Recast the lines below as a numbered list, omitting any blank lines, starting with the line that contains "of the water" and going on through the last line of the records.

┌────────

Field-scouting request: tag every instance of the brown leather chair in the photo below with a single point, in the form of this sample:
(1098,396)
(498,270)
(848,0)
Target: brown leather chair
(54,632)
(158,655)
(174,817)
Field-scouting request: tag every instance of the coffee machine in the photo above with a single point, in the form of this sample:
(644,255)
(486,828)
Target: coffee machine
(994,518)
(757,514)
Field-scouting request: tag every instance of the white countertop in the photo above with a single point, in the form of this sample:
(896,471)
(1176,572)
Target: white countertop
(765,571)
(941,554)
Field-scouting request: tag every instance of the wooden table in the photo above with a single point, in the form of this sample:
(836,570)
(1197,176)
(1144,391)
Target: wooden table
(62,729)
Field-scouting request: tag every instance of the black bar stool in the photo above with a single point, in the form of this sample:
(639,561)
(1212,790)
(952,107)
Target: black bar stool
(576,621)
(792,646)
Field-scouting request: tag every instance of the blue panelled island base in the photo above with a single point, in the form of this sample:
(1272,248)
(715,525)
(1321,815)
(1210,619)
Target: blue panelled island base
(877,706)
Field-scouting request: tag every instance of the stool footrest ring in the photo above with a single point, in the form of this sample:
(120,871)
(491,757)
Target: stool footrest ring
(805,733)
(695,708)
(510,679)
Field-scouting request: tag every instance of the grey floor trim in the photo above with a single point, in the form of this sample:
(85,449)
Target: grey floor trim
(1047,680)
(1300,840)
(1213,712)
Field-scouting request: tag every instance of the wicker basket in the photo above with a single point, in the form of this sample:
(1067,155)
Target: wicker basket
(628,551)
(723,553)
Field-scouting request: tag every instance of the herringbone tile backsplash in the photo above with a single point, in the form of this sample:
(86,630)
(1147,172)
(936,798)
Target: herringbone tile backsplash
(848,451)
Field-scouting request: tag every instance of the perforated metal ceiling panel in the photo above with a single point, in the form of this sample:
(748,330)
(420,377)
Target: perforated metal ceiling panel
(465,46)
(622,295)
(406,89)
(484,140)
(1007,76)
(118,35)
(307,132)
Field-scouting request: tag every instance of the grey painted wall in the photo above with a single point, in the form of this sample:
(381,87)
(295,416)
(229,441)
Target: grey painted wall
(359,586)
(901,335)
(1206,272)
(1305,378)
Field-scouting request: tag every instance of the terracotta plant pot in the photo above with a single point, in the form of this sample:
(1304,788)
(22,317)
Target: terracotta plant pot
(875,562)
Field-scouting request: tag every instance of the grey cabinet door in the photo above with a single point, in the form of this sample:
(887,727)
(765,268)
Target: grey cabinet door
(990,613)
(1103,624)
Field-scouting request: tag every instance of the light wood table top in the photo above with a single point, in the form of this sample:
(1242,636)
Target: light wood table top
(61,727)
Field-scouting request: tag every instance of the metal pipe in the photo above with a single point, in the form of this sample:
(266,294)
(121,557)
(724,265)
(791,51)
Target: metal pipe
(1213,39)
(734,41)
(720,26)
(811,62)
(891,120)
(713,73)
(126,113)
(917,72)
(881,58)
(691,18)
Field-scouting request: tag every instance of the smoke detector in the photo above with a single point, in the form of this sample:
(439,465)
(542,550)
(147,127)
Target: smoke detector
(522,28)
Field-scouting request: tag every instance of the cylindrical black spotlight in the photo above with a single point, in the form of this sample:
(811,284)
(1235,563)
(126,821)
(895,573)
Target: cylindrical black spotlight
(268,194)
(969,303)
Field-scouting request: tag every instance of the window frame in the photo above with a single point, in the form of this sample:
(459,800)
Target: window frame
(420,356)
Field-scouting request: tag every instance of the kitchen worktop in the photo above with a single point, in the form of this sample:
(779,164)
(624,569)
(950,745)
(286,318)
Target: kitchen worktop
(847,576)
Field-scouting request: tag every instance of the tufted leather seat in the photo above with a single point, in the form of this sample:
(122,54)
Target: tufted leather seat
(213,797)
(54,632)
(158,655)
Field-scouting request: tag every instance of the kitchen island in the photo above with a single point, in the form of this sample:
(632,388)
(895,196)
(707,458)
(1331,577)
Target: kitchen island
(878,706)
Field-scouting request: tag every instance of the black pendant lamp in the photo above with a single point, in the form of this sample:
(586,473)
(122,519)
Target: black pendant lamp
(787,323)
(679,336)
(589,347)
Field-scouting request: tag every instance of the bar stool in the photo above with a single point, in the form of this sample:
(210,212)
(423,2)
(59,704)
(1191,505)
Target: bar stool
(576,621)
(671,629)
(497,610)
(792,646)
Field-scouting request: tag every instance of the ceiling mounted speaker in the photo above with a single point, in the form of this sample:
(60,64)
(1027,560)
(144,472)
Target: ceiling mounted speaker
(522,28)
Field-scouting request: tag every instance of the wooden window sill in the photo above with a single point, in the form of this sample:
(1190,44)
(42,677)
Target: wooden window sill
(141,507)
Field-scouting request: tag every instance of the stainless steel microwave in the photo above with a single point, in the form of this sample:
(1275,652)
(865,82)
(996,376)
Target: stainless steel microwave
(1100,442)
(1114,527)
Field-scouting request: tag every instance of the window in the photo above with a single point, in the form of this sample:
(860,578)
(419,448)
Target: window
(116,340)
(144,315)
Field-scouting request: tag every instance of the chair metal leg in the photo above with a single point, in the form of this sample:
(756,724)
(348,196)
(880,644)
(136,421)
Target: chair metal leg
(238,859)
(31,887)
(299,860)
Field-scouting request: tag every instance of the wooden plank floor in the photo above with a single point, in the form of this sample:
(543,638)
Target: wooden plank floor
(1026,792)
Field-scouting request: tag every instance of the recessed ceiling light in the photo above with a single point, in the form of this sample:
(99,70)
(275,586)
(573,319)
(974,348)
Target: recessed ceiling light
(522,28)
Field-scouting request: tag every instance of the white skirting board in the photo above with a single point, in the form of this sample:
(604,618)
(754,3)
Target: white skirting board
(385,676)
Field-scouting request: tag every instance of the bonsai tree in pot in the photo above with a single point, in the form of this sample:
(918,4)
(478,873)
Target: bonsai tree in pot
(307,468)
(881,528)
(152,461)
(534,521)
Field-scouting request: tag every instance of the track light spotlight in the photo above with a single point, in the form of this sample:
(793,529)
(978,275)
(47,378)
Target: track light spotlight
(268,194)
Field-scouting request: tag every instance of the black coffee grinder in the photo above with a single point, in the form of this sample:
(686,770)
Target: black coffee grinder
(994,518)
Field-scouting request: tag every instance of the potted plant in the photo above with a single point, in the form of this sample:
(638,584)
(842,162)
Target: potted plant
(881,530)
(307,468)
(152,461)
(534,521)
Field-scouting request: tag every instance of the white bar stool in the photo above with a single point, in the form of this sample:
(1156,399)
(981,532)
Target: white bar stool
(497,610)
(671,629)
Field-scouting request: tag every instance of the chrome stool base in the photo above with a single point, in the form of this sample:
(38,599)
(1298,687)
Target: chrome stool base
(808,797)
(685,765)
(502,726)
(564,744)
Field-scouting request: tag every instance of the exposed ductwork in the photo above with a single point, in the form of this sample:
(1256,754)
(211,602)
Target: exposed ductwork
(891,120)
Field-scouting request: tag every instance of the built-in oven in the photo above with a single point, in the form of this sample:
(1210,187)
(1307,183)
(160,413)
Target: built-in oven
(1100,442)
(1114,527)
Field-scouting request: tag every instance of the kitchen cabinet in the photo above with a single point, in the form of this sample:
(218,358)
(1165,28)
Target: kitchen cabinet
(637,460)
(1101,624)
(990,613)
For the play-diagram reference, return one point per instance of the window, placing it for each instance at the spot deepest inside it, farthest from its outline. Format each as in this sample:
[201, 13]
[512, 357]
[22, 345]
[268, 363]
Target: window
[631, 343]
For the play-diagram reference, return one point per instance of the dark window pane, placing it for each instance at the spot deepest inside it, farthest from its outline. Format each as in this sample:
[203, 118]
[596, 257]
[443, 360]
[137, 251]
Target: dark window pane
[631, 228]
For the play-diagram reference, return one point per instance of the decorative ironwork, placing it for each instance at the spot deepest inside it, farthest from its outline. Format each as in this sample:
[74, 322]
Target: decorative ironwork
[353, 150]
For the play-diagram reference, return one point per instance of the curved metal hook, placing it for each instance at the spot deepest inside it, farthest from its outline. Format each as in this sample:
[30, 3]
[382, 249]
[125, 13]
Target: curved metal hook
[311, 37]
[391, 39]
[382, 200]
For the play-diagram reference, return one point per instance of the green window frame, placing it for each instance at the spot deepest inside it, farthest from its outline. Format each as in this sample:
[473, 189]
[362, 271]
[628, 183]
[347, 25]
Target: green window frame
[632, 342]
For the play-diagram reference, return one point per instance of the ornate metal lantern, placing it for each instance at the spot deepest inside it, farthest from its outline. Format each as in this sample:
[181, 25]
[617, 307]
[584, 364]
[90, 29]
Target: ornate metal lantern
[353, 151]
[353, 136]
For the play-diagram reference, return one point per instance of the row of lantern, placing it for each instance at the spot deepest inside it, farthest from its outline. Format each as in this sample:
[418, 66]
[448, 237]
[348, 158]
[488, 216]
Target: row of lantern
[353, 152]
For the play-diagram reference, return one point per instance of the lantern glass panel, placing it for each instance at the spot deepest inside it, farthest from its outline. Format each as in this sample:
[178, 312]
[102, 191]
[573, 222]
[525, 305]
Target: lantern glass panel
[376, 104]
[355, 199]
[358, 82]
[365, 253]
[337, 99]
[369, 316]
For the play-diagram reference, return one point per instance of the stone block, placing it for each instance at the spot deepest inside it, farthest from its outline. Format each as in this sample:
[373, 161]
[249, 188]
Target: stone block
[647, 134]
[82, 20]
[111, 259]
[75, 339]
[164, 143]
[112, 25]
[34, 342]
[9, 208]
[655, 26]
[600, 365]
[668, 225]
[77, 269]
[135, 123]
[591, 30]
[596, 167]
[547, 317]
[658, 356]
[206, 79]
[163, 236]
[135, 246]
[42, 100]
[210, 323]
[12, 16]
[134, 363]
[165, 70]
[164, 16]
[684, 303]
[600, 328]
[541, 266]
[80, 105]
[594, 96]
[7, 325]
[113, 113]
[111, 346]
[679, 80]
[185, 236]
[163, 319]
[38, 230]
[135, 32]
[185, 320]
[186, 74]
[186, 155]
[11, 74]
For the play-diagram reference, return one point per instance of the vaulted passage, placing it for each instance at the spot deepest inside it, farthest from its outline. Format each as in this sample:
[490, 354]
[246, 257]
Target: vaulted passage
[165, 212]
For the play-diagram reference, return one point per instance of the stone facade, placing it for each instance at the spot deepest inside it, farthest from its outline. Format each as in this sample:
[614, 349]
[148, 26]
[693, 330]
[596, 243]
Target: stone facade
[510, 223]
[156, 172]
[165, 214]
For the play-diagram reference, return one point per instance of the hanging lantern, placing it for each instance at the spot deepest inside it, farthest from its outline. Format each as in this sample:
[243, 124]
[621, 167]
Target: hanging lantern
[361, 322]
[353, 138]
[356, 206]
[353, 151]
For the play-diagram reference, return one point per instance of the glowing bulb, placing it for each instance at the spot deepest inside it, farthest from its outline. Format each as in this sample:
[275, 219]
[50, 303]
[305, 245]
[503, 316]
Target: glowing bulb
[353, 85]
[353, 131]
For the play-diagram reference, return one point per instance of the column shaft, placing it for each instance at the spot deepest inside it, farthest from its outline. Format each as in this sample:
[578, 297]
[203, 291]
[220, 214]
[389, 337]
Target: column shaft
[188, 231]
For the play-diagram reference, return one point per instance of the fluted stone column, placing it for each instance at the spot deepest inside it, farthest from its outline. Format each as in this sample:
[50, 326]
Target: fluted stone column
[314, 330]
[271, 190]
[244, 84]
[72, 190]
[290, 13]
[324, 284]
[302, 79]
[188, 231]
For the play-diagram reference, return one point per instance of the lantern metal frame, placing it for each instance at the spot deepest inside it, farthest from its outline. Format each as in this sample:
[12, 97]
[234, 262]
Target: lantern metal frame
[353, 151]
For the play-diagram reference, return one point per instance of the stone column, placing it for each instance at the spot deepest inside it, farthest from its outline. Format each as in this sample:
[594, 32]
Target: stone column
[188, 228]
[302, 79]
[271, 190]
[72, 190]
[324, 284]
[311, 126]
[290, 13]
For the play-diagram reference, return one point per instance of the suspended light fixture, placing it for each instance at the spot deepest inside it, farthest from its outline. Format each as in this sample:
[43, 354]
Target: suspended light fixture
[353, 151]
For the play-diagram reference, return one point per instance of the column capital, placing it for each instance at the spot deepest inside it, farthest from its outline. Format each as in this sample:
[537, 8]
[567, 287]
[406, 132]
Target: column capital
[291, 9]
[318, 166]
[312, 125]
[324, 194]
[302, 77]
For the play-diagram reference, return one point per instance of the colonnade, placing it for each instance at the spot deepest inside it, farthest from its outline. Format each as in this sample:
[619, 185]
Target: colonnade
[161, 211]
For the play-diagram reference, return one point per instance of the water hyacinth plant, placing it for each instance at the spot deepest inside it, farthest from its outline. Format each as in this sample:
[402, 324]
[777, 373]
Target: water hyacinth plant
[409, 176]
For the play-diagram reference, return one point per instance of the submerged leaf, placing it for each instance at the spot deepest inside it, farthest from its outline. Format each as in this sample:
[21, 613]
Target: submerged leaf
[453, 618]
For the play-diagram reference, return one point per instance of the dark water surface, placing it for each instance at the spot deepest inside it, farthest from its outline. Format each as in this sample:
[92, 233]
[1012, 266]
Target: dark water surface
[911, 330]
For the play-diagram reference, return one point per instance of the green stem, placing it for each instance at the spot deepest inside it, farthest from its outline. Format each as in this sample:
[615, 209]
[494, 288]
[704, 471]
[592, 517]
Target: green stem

└────────

The completed task ::
1. For the play-diagram reference, return one point per instance of the water hyacinth plant, placing it for each instance at the spot deepest inside it, farthest from its outline. Format each as in this sample:
2. [402, 324]
3. [777, 373]
4. Target: water hyacinth plant
5. [409, 176]
6. For the play-diagram reference, return one point per instance of the submerged leaf, placing it for each instance at the spot deepest inside it, farthest from its outline. Format each as in this sample:
7. [21, 613]
8. Target: submerged leaf
9. [453, 618]
10. For the play-diagram reference, return one point per instance of the dark water surface, placing it for each instance at the spot deepest inside it, farthest from its outline. Format each as in this sample:
11. [92, 233]
12. [1012, 266]
13. Target: dark water surface
14. [911, 330]
15. For the play-diagram reference, return one point per instance of the green stem, placing it for each instance at the spot deepest inside it, farthest from its outline. Format each as in this sample:
16. [615, 209]
17. [494, 288]
18. [704, 471]
19. [592, 517]
20. Target: green stem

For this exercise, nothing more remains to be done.